■ Given entries ■
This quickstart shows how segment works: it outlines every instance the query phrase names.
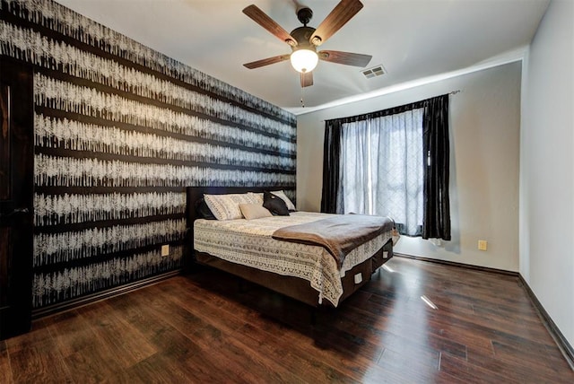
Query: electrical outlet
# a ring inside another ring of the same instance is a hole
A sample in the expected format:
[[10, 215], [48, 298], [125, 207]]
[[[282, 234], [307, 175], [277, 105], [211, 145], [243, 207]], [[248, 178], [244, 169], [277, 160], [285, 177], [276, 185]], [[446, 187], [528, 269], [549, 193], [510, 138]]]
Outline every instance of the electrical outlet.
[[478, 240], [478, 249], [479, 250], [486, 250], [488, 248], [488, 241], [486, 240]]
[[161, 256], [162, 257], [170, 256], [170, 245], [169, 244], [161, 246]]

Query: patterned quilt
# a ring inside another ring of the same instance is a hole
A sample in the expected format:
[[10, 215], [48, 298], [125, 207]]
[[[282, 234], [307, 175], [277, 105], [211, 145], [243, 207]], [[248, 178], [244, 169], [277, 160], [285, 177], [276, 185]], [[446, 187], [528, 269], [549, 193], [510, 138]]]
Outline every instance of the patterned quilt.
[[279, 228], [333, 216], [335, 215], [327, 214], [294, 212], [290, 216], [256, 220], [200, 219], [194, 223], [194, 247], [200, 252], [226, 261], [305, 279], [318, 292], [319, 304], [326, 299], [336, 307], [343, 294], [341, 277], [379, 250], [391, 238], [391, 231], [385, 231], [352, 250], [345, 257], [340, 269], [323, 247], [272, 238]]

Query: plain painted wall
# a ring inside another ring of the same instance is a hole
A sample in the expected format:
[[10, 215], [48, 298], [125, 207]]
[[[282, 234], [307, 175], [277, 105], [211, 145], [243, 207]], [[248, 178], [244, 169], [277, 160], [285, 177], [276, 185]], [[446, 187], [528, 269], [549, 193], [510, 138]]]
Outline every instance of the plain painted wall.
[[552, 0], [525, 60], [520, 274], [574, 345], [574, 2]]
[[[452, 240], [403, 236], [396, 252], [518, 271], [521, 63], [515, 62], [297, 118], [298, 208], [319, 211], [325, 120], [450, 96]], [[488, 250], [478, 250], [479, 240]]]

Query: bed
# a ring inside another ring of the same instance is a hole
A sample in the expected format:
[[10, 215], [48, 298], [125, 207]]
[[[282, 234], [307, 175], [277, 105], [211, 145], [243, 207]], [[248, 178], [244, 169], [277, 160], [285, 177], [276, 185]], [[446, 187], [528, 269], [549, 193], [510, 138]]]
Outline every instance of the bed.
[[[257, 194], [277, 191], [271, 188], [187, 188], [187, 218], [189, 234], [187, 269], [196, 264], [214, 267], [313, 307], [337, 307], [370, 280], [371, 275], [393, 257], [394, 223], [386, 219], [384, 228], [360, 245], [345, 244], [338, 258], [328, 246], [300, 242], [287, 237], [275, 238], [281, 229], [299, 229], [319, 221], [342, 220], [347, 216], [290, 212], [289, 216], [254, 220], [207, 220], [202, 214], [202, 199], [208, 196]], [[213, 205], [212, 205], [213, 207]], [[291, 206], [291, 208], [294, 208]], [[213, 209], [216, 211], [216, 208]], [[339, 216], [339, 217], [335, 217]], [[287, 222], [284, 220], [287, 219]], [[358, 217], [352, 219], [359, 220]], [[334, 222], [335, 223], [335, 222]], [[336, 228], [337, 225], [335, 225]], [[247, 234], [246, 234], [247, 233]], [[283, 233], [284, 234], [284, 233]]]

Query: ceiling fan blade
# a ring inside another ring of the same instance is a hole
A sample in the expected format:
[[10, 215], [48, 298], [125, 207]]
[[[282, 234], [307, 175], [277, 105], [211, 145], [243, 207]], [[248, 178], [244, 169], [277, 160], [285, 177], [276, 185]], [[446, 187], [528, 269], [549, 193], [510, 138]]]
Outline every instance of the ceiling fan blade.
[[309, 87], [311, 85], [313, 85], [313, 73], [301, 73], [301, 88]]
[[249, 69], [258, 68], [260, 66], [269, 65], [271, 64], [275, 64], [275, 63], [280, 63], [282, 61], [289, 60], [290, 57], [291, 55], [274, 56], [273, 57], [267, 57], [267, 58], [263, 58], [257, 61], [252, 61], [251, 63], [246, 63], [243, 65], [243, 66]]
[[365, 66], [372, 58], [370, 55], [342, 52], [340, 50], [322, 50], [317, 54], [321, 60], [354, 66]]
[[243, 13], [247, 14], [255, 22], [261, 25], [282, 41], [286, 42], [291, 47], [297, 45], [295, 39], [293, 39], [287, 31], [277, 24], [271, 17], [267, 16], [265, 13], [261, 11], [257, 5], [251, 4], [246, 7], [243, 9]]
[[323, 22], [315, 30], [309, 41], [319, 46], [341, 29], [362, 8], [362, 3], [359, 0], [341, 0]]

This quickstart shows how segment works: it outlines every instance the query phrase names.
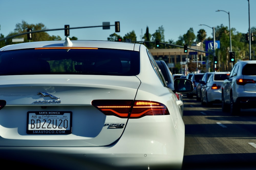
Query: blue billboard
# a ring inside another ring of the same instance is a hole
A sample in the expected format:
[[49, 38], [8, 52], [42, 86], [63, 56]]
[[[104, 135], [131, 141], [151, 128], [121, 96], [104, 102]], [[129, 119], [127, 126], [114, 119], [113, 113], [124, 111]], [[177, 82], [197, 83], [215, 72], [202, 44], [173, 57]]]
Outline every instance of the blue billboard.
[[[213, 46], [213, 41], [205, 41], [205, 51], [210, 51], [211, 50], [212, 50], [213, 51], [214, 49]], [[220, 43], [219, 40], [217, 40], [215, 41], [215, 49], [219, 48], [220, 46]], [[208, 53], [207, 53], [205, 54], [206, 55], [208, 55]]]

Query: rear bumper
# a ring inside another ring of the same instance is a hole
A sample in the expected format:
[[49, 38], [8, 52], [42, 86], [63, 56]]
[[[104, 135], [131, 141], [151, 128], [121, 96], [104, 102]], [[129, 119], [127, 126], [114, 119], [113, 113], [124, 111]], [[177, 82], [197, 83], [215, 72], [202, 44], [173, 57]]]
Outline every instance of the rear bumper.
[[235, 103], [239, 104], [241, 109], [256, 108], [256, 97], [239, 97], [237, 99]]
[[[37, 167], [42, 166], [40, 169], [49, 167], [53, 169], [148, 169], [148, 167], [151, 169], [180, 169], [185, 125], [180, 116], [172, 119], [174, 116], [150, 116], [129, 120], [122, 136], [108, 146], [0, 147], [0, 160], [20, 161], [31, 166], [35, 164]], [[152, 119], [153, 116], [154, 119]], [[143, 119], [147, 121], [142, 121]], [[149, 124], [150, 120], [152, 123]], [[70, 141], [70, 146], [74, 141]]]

■ The problem ■
Return the records word for word, from the start through the line containing "247], [272, 238]]", with both ends included. Leave out the pictures.

■ Full response ■
This quickstart shows how segment works: it outlines every instance the query phrase names.
Query: electrical outlet
# a ring inside another ring of the same instance is a hole
A sample in the expected format:
[[10, 215], [48, 298], [125, 207]]
[[[282, 234], [307, 175], [277, 105], [211, 145], [243, 207]], [[248, 178], [244, 169], [277, 160], [285, 177], [276, 185]], [[446, 187], [528, 269], [549, 193], [510, 138]]]
Outline every instance of the electrical outlet.
[[478, 240], [478, 249], [479, 250], [486, 250], [488, 248], [488, 241], [486, 240]]
[[161, 256], [162, 257], [170, 256], [170, 245], [169, 244], [161, 246]]

Query: patterned quilt
# a ring inside another ring of the same instance is a hole
A sample in the expected format:
[[10, 215], [48, 298], [125, 207]]
[[[282, 234], [307, 175], [277, 105], [211, 145], [243, 207]], [[248, 178], [244, 169], [277, 160], [285, 177], [276, 185]], [[446, 187], [528, 269], [549, 193], [510, 138]]]
Outline every instance of the patterned quilt.
[[279, 228], [333, 216], [335, 215], [327, 214], [294, 212], [290, 216], [256, 220], [200, 219], [194, 223], [194, 247], [200, 252], [226, 261], [305, 279], [318, 292], [319, 304], [326, 299], [336, 307], [343, 294], [341, 277], [379, 250], [391, 238], [391, 231], [385, 231], [352, 250], [345, 257], [340, 269], [323, 247], [272, 238]]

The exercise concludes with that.